_What is required_: Please recast every line of the records below as a numbered list, leaving out any blank lines.

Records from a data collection
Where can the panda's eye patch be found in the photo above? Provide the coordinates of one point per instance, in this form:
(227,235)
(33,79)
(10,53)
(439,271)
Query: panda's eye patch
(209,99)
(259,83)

_Written answer_:
1. Where can the panda's eye patch be found in the photo above? Provide the coordinates of one point per instance, in this form:
2. (227,235)
3. (33,79)
4. (10,53)
5. (439,271)
6. Query: panda's eye patch
7. (209,99)
8. (259,83)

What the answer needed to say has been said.